WHAT YOU WILL DO - Copy the data below word for word, beginning at its first line and stopping after the line that holds "point(107, 145)". Leave the pictures out of your copy.

PROVIDED MATERIAL -
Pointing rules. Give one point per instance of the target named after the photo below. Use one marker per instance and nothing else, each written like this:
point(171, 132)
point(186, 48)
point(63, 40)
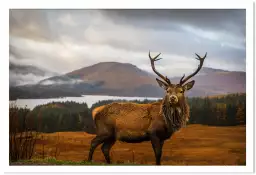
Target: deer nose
point(173, 98)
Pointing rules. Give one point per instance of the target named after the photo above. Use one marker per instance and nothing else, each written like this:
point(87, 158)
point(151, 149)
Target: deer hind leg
point(157, 146)
point(96, 141)
point(107, 145)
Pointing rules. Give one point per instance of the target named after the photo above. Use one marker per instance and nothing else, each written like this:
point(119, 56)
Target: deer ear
point(188, 85)
point(162, 84)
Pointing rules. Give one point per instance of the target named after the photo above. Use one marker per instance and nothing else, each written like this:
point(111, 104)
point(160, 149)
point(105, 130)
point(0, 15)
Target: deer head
point(175, 92)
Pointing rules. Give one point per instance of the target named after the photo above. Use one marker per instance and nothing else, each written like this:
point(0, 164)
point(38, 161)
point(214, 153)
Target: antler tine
point(152, 61)
point(201, 59)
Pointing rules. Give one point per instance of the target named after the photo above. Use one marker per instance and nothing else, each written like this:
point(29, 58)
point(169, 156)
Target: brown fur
point(134, 123)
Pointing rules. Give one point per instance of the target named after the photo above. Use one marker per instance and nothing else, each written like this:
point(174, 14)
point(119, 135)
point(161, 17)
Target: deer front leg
point(157, 146)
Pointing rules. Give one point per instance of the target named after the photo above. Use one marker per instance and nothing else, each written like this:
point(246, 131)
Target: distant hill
point(124, 79)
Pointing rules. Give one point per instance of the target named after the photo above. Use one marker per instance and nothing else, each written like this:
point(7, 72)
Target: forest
point(228, 110)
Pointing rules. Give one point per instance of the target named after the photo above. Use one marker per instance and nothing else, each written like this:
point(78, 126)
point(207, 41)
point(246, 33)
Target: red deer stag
point(135, 123)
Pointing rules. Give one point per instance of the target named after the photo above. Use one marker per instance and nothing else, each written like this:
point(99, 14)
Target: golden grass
point(194, 145)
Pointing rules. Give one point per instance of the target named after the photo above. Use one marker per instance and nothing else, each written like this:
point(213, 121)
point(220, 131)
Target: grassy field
point(194, 145)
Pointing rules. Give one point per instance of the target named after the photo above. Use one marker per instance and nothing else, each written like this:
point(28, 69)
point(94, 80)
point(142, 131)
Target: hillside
point(125, 79)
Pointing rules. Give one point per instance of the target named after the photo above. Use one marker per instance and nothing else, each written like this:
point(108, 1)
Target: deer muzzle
point(173, 99)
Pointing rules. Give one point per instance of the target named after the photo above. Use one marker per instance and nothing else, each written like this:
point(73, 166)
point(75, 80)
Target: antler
point(152, 60)
point(201, 59)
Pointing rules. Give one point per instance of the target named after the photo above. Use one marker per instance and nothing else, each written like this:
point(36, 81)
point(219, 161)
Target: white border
point(97, 4)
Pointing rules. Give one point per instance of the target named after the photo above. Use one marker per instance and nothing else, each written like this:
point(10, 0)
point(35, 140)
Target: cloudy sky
point(64, 40)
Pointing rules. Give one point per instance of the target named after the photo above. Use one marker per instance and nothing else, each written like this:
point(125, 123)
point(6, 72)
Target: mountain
point(125, 79)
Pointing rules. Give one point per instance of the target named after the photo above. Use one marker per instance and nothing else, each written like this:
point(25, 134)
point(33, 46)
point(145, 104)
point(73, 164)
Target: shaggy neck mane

EXPECTED OUTPUT -
Pointing rules. Give one point per instance of the target named after the photo below. Use one marker per instance and nothing else, each written like this:
point(171, 132)
point(186, 48)
point(63, 40)
Target: deer nose
point(173, 98)
Pointing rules. Give one point per instance of the target named after the photo above. Use one marker per instance and nothing else, each written like this:
point(87, 158)
point(151, 149)
Target: deer hind leg
point(157, 146)
point(96, 141)
point(107, 145)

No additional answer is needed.